(Data excerpts)
=== Section Start ===
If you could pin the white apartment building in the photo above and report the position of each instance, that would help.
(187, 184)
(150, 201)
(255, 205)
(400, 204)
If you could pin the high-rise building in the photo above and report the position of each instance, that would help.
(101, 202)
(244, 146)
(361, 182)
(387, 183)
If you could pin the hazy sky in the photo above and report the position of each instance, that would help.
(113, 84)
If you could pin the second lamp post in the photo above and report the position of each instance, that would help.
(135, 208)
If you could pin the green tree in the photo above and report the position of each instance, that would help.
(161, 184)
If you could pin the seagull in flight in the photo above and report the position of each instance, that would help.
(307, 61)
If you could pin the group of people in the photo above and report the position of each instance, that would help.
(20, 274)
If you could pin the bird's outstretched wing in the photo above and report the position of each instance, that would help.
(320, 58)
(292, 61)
=== Section End ===
Go back to the data above and please quote exactly, and only, the lines from the line with "If you could pin the high-rise" through its last line.

**SOLUTION TO THIS EXERCISE**
If you could pin the high-rise building in the photo above and report the position of each instance, that would help.
(101, 202)
(244, 146)
(361, 182)
(387, 183)
If you could pin the hazy sky in the photo above and report the position of each instance, that would help.
(113, 84)
If you could pin the second lamp post in the photo above and report the position of each instance, that would help.
(135, 208)
If you could pin the green tree in the photo above and report the position of each instance, that would help.
(161, 184)
If you could pin the seagull in flight in the photo above and report the position of each instance, that would help.
(307, 61)
If you could pin the group of people in the photo above and report the position of each instance, that would help.
(20, 274)
If you could pin the bird's outstretched wing in the photo above and report the position of each instance, that would help.
(320, 58)
(292, 61)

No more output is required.